* [Selected extract]:
In an old list of historical buildings in the city, the mansion is registered, in Dutch, "as the house of the Chinese major Khouw Kim An". Other data said the building was constructed on the site of "landhuis Kroet" (Kroet villa).

The book Rumah Sang Mayor (The major's house) stated the building was one of three mansions built on the same street Molenvliet West (now Jl. Gajah Mada) by three sons of landlord Khouw Tian Sek, namely Khouw Tjeng Po, Khouw Tjeng Tjoan and Khouw Tjeng Kee.

The homes of Khouw Tjeng Po and Khouw Tjeng Kee were demolished and are now the site of SMA 2 High School and an empty land under the supervision of the city administration, respectively.

It is not clear whether Candra Naya was constructed by Khouw Tjeng Tjoan himself or by his father, Khouw Tian Sek. There is also no information about its architect.

"The only clear thing is that every Chinese New Year the building was repainted in red and gold, with the paint imported from China," the book recorded.

The 2,250-square-meter mansion was decorated with symbolic Chinese ornaments and consisted of separate buildings, each connected by courtyards.

Edison Yulius, a lecturer on the history of architecture at private Tarumanagara University in West Jakarta, said that after Khouw Kim An inherited the mansion from his father Khouw Tjeng Tjoan, the son brought his 40 wives to stay there.

Edison, who studied the city's Chinatown architecture and urban affairs, said the construction came during the growing Chinese settlement along the present Jl. Gajah Mada and Jl. Hayam Wuruk, which at that time was a plantation area. It followed the move of the colonial administration and military headquarters in 1797 from Kota to a newly developed section of the city, which is today around Lapangan Banteng.

"Like other big Chinese buildings, Candra Naya followed the traditional characteristic of having four pavilions which together formed a square with a courtyard in the middle," Edison said.

It allowed for expansion of the home if the number of family members increased.

"They placed the most important room in the very back, usually used as the owner's room. That's why the roof of the building located in the back must be higher".

Candra Naya's most famous resident was Khouw Kim An (1897- 1945) who in 1910 became majoor, the Dutch term for major, the highest rank for a Chinese leader in the Dutch East Indies.

Attainment of the rank showed that Khouw -- a leading businessman and shareholder of Bataviaasche Bank -- was held in high regard in the Chinese community.

During Khouw's lifetime, the ethnic Chinese played a role in social and political affairs.

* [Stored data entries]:
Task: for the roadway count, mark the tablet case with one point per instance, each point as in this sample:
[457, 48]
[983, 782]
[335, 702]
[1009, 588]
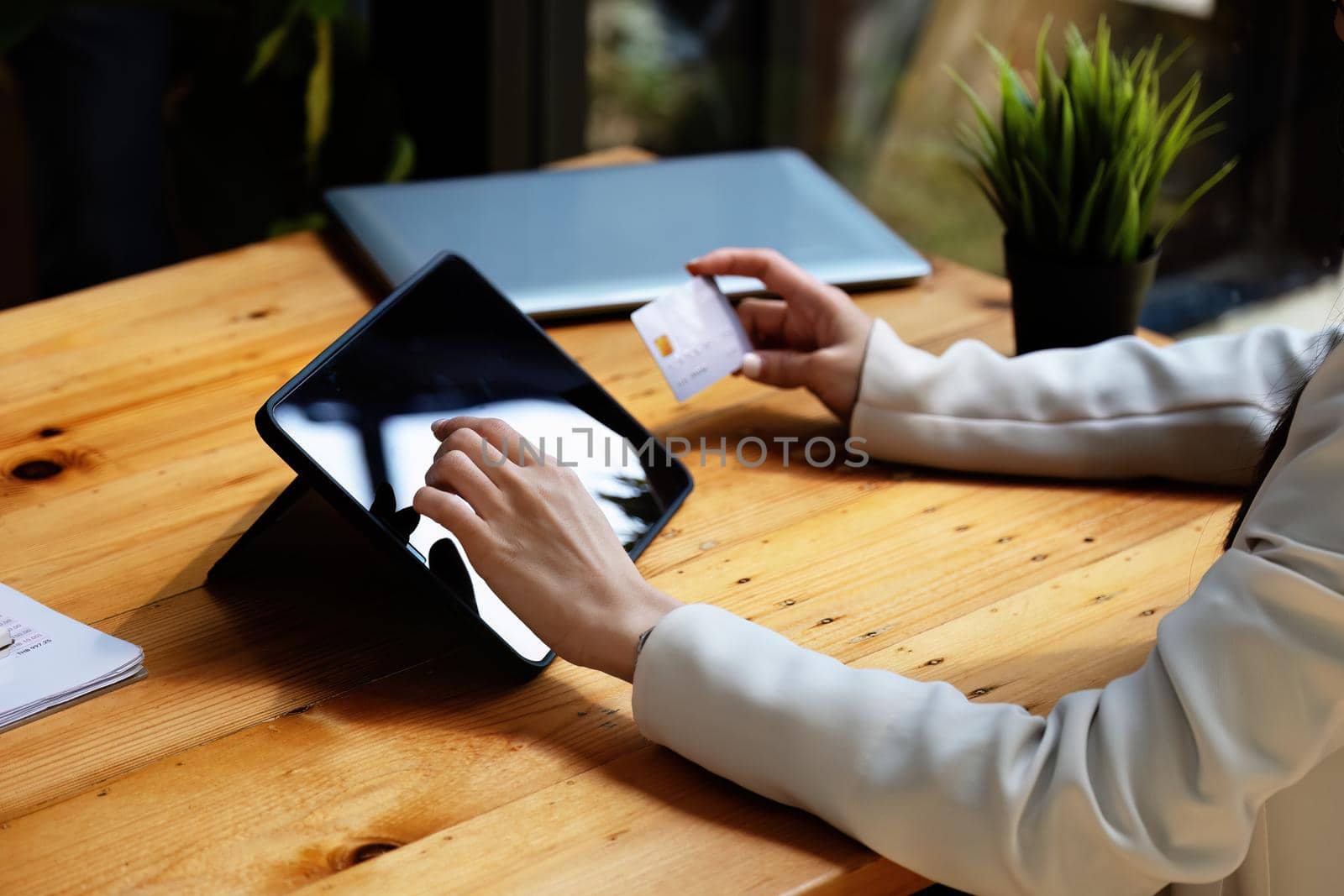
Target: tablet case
[308, 512]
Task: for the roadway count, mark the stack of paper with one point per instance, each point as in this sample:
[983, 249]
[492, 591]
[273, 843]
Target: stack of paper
[54, 660]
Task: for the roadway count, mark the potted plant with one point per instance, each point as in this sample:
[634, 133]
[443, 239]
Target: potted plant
[1075, 174]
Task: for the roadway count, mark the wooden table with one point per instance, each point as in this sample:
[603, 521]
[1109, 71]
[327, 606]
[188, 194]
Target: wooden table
[288, 738]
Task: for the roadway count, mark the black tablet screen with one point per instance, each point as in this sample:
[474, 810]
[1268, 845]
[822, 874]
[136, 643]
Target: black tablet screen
[452, 345]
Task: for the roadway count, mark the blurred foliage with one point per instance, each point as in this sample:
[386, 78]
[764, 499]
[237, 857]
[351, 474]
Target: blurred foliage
[1077, 170]
[270, 102]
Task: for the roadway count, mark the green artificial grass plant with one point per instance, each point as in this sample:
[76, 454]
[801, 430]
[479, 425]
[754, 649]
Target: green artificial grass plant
[1075, 172]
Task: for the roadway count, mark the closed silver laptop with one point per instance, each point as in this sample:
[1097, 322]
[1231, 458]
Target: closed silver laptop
[564, 242]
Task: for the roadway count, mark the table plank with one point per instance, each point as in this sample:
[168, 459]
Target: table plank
[423, 745]
[198, 774]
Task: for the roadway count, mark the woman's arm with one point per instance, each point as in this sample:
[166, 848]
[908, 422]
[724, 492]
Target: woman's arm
[1155, 778]
[1196, 410]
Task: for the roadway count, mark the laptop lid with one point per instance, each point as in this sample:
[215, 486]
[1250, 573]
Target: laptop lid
[562, 242]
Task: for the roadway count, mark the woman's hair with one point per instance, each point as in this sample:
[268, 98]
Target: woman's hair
[1274, 445]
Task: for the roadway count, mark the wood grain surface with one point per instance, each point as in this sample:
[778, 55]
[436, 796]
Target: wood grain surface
[320, 732]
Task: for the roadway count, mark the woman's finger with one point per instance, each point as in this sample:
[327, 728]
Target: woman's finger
[496, 432]
[483, 449]
[457, 472]
[779, 275]
[454, 513]
[764, 320]
[785, 369]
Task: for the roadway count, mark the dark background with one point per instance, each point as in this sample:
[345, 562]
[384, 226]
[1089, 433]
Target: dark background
[132, 134]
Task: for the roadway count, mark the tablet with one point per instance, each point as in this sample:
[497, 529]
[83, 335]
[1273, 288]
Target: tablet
[355, 423]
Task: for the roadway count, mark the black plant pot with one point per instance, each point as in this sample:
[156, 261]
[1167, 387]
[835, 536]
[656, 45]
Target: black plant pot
[1063, 304]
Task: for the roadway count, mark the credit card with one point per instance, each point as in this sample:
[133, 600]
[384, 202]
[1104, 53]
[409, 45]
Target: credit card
[694, 335]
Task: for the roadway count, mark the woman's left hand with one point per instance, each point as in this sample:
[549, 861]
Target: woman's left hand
[539, 540]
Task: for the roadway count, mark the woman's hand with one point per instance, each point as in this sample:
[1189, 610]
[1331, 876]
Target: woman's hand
[813, 335]
[542, 544]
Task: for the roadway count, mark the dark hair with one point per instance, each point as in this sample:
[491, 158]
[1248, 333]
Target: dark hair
[1274, 445]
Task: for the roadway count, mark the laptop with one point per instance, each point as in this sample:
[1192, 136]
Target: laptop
[581, 241]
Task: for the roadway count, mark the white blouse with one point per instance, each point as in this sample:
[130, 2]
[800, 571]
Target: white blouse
[1218, 762]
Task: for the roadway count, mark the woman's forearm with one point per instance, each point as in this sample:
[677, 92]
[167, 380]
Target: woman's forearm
[1196, 410]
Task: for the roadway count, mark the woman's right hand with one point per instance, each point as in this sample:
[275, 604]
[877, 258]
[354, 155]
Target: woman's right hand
[812, 336]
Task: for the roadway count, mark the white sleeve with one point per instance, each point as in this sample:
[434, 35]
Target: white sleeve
[1196, 410]
[1155, 778]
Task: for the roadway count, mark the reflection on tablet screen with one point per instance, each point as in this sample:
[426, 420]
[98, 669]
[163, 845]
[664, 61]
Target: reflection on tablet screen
[365, 419]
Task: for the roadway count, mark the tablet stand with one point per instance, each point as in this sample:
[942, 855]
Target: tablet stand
[299, 535]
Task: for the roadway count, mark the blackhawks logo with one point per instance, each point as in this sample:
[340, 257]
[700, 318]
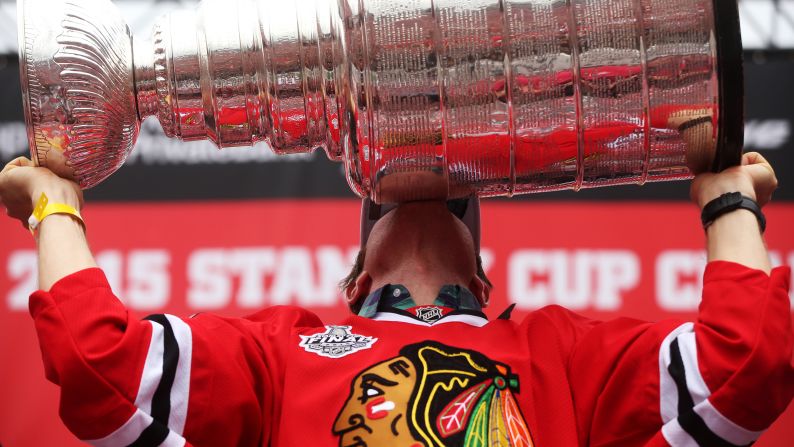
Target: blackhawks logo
[335, 342]
[433, 395]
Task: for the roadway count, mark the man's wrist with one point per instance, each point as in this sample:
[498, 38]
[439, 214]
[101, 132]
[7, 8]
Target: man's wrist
[709, 196]
[729, 203]
[57, 193]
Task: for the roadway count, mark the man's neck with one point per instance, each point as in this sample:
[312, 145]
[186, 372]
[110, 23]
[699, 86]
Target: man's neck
[424, 288]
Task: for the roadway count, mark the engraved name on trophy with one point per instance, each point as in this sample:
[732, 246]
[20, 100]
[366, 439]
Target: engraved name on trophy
[418, 98]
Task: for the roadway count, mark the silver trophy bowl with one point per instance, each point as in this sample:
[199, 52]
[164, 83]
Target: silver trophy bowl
[417, 98]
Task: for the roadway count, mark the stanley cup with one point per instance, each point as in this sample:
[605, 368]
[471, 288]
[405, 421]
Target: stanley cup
[418, 98]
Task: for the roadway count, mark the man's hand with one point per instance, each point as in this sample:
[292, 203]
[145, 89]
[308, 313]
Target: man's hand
[754, 178]
[21, 184]
[735, 236]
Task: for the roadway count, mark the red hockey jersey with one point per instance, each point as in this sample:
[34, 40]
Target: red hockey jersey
[282, 378]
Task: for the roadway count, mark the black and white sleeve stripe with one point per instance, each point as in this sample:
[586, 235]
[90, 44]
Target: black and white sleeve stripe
[689, 418]
[163, 391]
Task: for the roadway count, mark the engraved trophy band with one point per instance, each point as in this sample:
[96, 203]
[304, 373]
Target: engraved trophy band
[418, 99]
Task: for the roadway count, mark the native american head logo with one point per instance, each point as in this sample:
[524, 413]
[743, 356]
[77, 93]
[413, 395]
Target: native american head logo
[433, 395]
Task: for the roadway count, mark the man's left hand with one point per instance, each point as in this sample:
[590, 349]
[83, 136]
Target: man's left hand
[754, 178]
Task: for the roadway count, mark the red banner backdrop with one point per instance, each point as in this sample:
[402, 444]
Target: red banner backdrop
[602, 259]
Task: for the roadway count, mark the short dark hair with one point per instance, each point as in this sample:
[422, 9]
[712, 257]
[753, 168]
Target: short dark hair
[358, 267]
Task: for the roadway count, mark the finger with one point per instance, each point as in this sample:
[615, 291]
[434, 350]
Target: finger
[753, 158]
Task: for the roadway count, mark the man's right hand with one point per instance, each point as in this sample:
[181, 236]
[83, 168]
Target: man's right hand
[21, 184]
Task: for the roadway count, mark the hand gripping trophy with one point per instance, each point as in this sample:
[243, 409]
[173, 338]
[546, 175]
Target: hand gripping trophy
[418, 98]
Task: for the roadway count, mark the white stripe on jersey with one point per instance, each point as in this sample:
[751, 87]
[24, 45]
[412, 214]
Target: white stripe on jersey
[127, 433]
[694, 381]
[699, 392]
[668, 392]
[150, 379]
[152, 369]
[677, 436]
[131, 430]
[180, 391]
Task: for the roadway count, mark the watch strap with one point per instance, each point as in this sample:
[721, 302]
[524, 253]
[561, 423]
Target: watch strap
[728, 202]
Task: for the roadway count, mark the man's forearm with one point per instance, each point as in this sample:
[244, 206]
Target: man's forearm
[736, 237]
[63, 249]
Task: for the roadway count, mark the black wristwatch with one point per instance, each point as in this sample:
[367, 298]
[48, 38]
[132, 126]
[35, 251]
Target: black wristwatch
[730, 202]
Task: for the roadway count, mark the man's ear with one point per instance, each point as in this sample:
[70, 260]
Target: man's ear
[480, 290]
[358, 289]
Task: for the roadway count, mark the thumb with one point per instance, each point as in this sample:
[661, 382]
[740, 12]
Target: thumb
[19, 162]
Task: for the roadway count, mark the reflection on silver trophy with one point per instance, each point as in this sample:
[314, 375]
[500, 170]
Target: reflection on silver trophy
[418, 98]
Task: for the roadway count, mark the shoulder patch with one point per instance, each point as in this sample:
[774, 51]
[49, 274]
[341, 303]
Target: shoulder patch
[336, 342]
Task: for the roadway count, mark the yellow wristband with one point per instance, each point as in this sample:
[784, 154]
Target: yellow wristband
[44, 208]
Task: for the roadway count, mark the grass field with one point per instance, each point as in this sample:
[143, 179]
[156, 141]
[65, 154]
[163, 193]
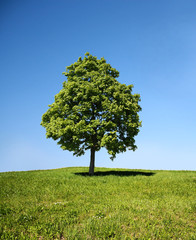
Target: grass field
[113, 204]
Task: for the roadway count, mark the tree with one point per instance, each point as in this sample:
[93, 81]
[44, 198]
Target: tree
[93, 110]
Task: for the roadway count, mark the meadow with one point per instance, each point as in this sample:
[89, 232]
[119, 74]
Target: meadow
[114, 204]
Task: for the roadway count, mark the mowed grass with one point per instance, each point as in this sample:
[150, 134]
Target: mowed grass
[113, 204]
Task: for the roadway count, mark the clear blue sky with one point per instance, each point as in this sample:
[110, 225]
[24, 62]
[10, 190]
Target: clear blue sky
[151, 43]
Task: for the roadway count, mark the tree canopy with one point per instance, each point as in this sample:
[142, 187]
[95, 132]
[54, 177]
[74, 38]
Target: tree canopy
[93, 110]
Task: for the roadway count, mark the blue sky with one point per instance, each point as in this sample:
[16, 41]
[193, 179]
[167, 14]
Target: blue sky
[151, 43]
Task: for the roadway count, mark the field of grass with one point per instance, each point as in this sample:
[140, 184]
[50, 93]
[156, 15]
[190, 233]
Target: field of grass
[113, 204]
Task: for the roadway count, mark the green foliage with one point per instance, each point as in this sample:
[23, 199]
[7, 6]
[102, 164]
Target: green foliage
[93, 110]
[114, 204]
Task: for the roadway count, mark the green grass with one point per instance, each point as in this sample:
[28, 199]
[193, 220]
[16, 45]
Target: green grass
[113, 204]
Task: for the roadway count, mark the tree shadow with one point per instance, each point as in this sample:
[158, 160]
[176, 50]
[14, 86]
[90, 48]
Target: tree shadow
[117, 173]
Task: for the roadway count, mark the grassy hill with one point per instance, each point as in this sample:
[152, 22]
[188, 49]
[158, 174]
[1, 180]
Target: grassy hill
[113, 204]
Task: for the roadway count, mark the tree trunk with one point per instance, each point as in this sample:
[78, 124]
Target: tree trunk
[92, 162]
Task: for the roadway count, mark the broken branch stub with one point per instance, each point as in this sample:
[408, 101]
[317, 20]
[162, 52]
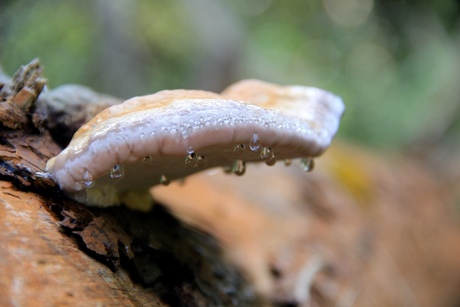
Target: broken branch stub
[117, 156]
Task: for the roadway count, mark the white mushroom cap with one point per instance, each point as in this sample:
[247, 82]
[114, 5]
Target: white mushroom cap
[153, 139]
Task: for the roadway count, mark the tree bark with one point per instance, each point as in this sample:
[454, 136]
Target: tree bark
[362, 230]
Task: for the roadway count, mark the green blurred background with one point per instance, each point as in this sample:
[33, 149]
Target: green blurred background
[395, 63]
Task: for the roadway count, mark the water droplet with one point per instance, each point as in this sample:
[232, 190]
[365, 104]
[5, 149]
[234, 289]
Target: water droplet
[117, 172]
[164, 180]
[87, 181]
[268, 155]
[202, 161]
[148, 160]
[308, 164]
[191, 160]
[255, 142]
[239, 167]
[239, 149]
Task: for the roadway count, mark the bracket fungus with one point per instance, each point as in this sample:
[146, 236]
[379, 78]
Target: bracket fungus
[126, 149]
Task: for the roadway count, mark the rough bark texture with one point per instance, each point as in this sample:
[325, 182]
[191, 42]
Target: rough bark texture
[361, 230]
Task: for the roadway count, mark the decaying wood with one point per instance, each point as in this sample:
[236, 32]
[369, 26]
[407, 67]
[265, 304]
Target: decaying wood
[361, 230]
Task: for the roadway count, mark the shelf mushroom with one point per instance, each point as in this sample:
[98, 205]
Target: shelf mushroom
[124, 150]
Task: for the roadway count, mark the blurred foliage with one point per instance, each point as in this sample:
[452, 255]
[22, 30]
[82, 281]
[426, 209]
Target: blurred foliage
[395, 63]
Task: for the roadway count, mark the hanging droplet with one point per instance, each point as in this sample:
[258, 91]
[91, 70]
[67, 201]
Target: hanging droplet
[308, 164]
[148, 160]
[255, 142]
[202, 161]
[228, 169]
[239, 149]
[191, 160]
[239, 167]
[268, 155]
[164, 180]
[87, 181]
[117, 172]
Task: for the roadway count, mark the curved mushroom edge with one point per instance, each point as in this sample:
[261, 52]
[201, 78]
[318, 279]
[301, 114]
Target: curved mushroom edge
[126, 149]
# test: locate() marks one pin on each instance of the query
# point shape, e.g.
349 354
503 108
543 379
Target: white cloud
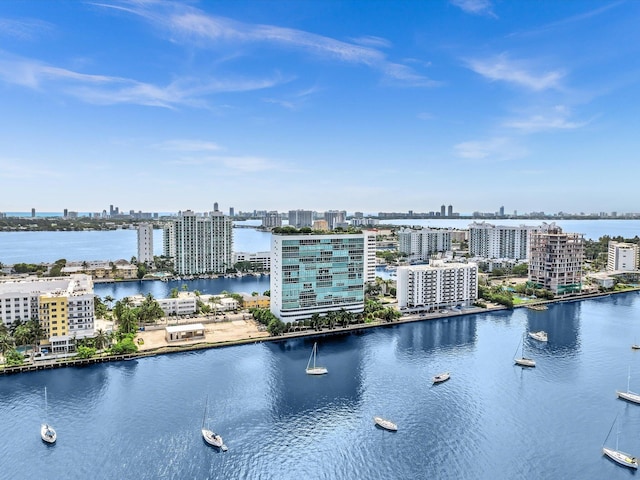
476 7
107 90
497 149
188 146
507 70
557 119
196 26
26 29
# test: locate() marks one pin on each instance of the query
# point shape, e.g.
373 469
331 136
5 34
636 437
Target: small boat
541 336
209 436
442 377
522 360
629 395
312 368
386 424
47 432
621 458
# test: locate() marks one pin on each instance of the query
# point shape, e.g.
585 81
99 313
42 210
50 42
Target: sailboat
522 360
313 369
622 458
629 395
47 432
209 436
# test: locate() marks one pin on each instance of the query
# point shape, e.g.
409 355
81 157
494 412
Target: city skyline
169 106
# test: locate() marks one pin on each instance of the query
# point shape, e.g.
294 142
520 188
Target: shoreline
169 349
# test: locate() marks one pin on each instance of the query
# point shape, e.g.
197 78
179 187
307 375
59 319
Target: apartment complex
300 218
316 274
501 241
63 306
555 261
437 285
200 243
271 220
419 245
259 260
145 243
622 257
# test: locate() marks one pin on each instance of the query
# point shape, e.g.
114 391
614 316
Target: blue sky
358 105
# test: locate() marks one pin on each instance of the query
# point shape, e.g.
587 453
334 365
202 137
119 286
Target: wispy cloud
503 68
497 149
557 119
25 29
194 25
232 164
475 7
187 146
108 90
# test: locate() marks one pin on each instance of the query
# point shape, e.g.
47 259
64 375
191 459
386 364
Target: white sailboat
47 432
629 395
522 360
209 436
622 458
541 336
386 424
312 368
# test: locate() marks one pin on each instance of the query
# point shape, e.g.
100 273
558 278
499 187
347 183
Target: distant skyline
320 105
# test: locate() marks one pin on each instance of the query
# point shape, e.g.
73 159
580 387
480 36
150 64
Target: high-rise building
622 257
421 244
555 261
271 220
200 243
335 218
438 285
300 218
64 306
501 241
316 274
145 243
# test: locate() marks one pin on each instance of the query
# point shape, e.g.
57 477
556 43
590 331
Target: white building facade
200 244
316 274
436 286
145 243
622 257
500 241
64 306
421 244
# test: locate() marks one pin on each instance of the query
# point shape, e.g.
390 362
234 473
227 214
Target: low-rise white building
64 306
436 286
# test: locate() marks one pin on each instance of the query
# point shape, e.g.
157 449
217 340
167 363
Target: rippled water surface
142 419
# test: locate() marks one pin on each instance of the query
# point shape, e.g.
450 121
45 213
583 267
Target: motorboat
541 336
442 377
522 360
386 424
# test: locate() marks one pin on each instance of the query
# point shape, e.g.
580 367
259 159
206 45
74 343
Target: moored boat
442 377
386 424
541 336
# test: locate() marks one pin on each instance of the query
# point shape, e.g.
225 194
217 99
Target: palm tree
6 343
101 339
109 301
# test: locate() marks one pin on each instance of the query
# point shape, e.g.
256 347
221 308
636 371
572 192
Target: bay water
492 420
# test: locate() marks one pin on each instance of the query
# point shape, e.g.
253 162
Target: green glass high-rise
316 274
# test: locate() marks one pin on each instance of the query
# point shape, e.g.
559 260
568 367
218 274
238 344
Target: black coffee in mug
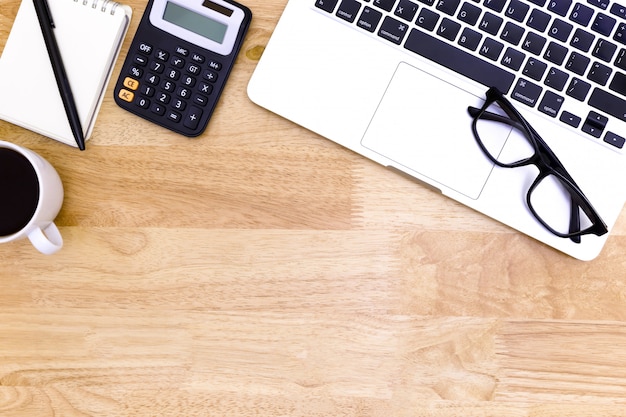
19 191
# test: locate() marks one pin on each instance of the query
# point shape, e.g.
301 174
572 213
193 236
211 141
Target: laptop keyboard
564 58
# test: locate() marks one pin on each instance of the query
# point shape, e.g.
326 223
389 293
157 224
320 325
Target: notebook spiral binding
104 6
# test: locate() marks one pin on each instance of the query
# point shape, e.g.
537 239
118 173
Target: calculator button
179 104
173 116
145 48
193 117
136 72
182 51
126 95
164 98
143 103
162 55
200 100
211 76
173 74
147 90
205 88
177 62
158 109
189 81
193 69
131 83
215 65
168 86
153 79
183 92
141 60
157 67
197 58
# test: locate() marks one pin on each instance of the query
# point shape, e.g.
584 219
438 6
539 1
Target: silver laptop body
385 78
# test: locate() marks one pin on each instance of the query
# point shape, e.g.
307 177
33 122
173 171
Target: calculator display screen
194 22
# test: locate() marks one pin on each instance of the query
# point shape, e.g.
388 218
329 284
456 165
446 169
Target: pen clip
49 13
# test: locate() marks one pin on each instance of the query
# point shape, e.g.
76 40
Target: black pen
47 26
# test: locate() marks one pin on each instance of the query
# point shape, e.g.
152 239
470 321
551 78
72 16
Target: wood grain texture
260 270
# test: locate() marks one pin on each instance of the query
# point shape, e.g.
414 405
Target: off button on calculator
179 61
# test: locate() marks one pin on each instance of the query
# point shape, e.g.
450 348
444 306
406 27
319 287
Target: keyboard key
603 4
559 7
577 63
578 89
470 39
620 34
620 61
604 50
490 23
497 5
599 73
560 30
595 124
608 103
526 92
618 10
448 7
459 61
603 24
570 119
551 104
427 19
556 79
533 43
448 29
582 40
369 19
406 10
619 84
326 5
512 33
555 53
491 49
513 59
386 5
614 139
469 13
534 69
393 30
517 10
581 14
538 20
348 10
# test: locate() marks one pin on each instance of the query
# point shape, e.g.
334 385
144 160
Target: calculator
179 61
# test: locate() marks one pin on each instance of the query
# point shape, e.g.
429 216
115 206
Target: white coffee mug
36 197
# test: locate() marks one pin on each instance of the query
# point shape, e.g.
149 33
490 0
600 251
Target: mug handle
48 240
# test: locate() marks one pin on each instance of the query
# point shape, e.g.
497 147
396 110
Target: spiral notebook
90 34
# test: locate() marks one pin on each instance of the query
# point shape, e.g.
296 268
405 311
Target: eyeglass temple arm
494 117
574 221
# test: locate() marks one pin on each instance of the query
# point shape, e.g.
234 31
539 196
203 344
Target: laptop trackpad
422 125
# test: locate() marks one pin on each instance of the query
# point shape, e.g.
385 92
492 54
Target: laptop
393 79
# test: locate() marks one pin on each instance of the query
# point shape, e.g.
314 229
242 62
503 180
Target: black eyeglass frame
545 160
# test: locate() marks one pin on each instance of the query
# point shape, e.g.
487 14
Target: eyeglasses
497 123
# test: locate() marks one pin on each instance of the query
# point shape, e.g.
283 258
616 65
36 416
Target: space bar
459 61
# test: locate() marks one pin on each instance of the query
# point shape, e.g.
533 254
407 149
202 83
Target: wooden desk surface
263 271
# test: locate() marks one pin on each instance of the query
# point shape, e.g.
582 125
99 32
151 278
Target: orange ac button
131 83
126 95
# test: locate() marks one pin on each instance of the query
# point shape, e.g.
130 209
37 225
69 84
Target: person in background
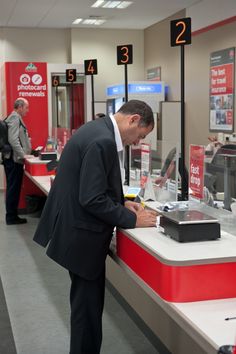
13 162
84 205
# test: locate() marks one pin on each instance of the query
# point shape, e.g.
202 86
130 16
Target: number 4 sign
180 31
90 67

* [What this exercise asks]:
1. According to the Candra Naya passage, why must the roof of the building at the back be higher?
2. In the Candra Naya passage, how large is the mansion?
3. Resume the Candra Naya passage after its final sentence.

* [Responses per task]:
1. The most important room was placed at the very back and was usually used as the owner's room. That is why the roof of the back building had to be higher.

2. It covers 2,250 square meters.

3.
The book Prominent Indonesian Chinese, Biographical Sketches recorded his involvement in various organizations, including as the founder of Tiong Hoa Hwee Koan, an educational organization with branches throughout Indonesia, in 1900. He also served as president of the Chinese Council in Jakarta.

Another book, The Chinese Captain of Batavia 1837-1942, said that Khouw, who obtained a Dutch education at the Europeesch- Lagere School, also set up the Chung Hwa Hui political party with other Dutch-educated intellectuals and businessmen.

Khouw Kim An was the last system of Batavia because the system ended when the Japanese occupied the country and Dutch colonialism came to its end.

The book said Batavia had only five majors: Tan Eng Goan, Tan Tjoen Tiat, Lie Tjoe Hong, Tio Tek Ho and Khouw Kim An (1910-1918 reappointed 1927-1942).

Khouw died in 1945 in a Japanese internment camp.

His mansion was then granted to the Sin Ming Hui (New Light Foundation), a Chinese social organization established on Jan. 20, 1946.

Another cultural expert, Wastu Pragantha Zhong, said Khouw's offspring abandoned the building.

Sin Ming Hui provided health care, as well as sport, education and photography activities at the building complex.

Zhong, the founder of Tarumanagara University's School of Architecture, said the foundation's activities developed fast, leading to the founding of Sumber Waras Hospital in West Jakarta and nearby Tarumanagara.

"The university's school of architecture, law, economics and English were initially located at the mansion," he said.

In the late 1950s it changed its name to Tjandra Naja (or Candra Naya), the famous name of its elementary through senior high schools.